■ **Written exercise 1**
Within the pointing entries, starting with the line containing "Exercise. Point out the sculpture base" and going on through the line containing "<point>251,129</point>", replace "tree trunk" with "trunk of the tree". Reproduce only those lines, leaving everything else unchanged.

■ **Document segment**
□ □ □ □

The lift further includes a pair of main cylinder devices 5 and 5' which are operated by fluid pressure to operate the scissors jacks 3 and 3', respectively, and thereby raise or lower the tables 2 and 2', respectively, and a pair of auxiliary cylinder devices 6 and 6' which are operated by fluid pressure to operate the auxiliary jacks 4 and 4', respectively. The main and auxiliary cylinder devices 5, 6, 5' and 6' are connected in parallel to one another to form a hydraulic circuit as shown in FIG. 2. An operating fluid is supplied under pressure from a fluid reservoir 7 to a distributing valve 9 through a pump 8 and is distributed by the valve 9 to the cylinder devices 5, 5', 6 and 6' through shutoff valves 5a, 5'a, 6a and 6'a, respectively. A shutoff valve 10 is provided in a fluid passage leading from the valve 9 to the shutoff valves 5a and 6a, and another shutoff valve 10' in a fluid passage leading from the valve 9 to the shutoff valves 5'a and 6'a. A bypass 11 having a throttle 11a extends from the valve 9 to the shutoff valves 5a and 6a and another bypass 11' having a throttle 11'a extends from the valve 9 to the shutoff valves 5'a and 6'a. A valve 12 is provided in a fluid return passage extending from the valve 9 to the reservoir 7 and allows the operating fluid only to return from the valve 9 to the reservoir 7. A relief valve 13 is provided in a fluid return passage extending from the fluid passage between the pump 8 and the valve 9 to the reservoir 7. A fuse valve 14 is provided between the cylinder device 5 and the shutoff valve 5a, and another fuse valve 14' between the cylinder device 5' and the shutoff valve 5'a.

□ □ □ □

■ **Pointing entries**
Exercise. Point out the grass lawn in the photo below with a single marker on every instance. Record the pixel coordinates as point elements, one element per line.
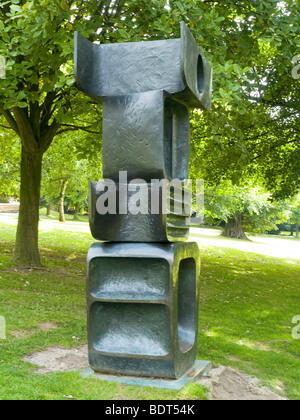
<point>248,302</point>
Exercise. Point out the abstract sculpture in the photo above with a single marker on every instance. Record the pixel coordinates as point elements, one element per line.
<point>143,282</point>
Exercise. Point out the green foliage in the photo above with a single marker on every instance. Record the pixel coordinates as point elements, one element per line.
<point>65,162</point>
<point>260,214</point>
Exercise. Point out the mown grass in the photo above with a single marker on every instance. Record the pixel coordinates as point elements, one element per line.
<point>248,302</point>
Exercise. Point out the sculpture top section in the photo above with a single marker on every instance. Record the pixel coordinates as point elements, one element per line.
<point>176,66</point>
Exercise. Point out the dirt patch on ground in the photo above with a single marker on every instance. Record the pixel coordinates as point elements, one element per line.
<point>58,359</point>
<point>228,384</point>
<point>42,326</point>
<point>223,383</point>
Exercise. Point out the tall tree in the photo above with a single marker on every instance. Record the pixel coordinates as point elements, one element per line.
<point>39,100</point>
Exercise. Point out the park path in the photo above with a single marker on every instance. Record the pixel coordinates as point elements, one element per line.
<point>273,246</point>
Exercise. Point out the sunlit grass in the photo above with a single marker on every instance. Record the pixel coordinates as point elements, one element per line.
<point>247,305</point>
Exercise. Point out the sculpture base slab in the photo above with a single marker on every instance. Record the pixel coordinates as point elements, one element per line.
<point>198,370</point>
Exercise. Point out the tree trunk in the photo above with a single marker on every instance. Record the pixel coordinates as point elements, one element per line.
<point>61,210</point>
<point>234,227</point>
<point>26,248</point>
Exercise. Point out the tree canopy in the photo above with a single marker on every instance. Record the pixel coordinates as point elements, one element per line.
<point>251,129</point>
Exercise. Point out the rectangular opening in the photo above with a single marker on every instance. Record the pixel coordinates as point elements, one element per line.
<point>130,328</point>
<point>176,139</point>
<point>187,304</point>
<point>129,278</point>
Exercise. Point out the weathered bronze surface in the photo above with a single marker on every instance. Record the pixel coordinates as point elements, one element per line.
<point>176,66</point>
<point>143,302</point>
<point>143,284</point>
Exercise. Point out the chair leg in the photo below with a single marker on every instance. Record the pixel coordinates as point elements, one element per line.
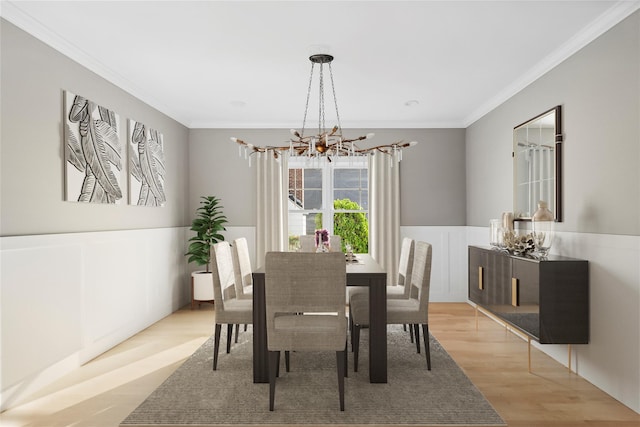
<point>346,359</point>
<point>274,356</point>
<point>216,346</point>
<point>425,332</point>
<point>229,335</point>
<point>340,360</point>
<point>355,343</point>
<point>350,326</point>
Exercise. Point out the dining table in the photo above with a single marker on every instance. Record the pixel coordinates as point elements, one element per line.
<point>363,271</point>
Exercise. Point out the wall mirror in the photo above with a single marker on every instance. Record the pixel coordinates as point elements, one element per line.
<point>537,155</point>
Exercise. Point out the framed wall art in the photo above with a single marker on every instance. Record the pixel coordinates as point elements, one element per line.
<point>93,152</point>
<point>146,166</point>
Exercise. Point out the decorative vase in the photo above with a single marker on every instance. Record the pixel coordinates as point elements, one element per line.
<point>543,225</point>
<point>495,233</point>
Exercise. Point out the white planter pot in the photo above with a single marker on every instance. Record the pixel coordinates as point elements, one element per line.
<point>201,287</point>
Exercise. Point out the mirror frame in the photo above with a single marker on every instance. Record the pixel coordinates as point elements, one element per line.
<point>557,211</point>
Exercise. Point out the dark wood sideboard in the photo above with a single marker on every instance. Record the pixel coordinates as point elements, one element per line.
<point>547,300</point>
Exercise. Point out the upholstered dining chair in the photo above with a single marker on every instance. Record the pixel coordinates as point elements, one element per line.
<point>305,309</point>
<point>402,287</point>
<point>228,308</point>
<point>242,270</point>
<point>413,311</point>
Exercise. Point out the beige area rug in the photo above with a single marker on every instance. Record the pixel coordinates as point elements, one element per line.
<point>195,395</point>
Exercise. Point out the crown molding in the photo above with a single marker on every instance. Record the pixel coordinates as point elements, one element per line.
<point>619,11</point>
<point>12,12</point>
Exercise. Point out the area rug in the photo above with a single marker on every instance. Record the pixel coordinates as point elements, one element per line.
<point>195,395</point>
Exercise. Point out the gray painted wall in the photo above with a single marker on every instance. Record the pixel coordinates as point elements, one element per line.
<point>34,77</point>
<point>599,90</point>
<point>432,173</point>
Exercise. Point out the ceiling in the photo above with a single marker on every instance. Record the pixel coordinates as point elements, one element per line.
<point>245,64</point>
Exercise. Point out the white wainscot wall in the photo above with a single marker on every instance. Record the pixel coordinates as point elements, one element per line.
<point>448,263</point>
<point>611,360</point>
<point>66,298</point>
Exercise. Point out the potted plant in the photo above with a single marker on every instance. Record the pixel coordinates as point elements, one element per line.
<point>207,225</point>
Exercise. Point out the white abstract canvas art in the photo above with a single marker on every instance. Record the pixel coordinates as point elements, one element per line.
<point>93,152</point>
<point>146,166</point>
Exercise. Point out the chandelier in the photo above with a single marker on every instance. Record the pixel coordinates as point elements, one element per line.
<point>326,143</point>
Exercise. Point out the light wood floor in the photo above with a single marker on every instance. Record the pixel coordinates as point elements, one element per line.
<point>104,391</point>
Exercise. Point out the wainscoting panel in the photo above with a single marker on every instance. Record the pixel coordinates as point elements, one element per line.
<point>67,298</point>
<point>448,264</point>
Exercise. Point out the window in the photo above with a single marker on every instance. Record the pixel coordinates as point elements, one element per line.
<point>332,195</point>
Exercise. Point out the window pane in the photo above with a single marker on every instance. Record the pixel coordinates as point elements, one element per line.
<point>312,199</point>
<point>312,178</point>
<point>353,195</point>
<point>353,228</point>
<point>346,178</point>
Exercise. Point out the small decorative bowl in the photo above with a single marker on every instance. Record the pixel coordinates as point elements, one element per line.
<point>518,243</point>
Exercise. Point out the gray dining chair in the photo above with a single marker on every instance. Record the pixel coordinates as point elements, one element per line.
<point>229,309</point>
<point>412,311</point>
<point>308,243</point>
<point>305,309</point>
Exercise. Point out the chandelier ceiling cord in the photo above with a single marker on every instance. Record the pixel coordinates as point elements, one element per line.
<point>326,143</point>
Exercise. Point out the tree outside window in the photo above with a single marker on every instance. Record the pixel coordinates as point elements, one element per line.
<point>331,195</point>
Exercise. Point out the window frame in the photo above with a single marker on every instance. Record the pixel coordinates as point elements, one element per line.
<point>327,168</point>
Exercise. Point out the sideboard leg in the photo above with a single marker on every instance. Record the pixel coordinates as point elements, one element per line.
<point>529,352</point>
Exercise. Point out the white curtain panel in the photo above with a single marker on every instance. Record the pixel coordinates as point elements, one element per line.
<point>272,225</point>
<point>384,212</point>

□ □ □ □

■ **Written exercise 2**
Condense the paragraph of the lift description that begins "The lift further includes" into a bulleted list that keeps its main facts.

■ **Exercise result 1**
Exercise. Point out the sculpture base slab in the photo above with a single marker on every instance. Record the pixel coordinates as point elements, one element per line.
<point>198,370</point>
Exercise. Point out the trunk of the tree in the photo above with a single marker on every instance. Record the pixel coordinates as point elements, one element per line.
<point>61,210</point>
<point>234,227</point>
<point>26,248</point>
Exercise. Point out the tree canopy in the photo above with a single marker on every instance. Record the pixel coordinates as point elements, one element per line.
<point>251,129</point>

■ **Exercise result 2**
- Main cylinder devices 5 and 5' are operated by fluid pressure. They drive scissors jacks 3 and 3' to raise or lower tables 2 and 2'.
- Auxiliary cylinder devices 6 and 6' are operated by fluid pressure to drive auxiliary jacks 4 and 4'.
- All four cylinder devices are connected in parallel to form the hydraulic circuit of FIG. 2.
- Pump 8 supplies operating fluid from reservoir 7 to distributing valve 9. Valve 9 distributes it to cylinder devices 5, 5', 6 and 6' through shutoff valves 5a, 5'a, 6a and 6'a.
- Shutoff valve 10 sits in the passage from valve 9 to shutoff valves 5a and 6a. Shutoff valve 10' sits in the passage from valve 9 to 5'a and 6'a.
- Bypass 11, with throttle 11a, runs from valve 9 to shutoff valves 5a and 6a. Bypass 11', with throttle 11'a, runs from valve 9 to 5'a and 6'a.
- Valve 12, in the return passage from valve 9 to reservoir 7, allows fluid to flow only back to the reservoir.
- Relief valve 13 is in a return passage to reservoir 7 that starts from the passage between pump 8 and valve 9.
- Fuse valve 14 is between cylinder device 5 and shutoff valve 5a. Fuse valve 14' is between cylinder device 5' and shutoff valve 5'a.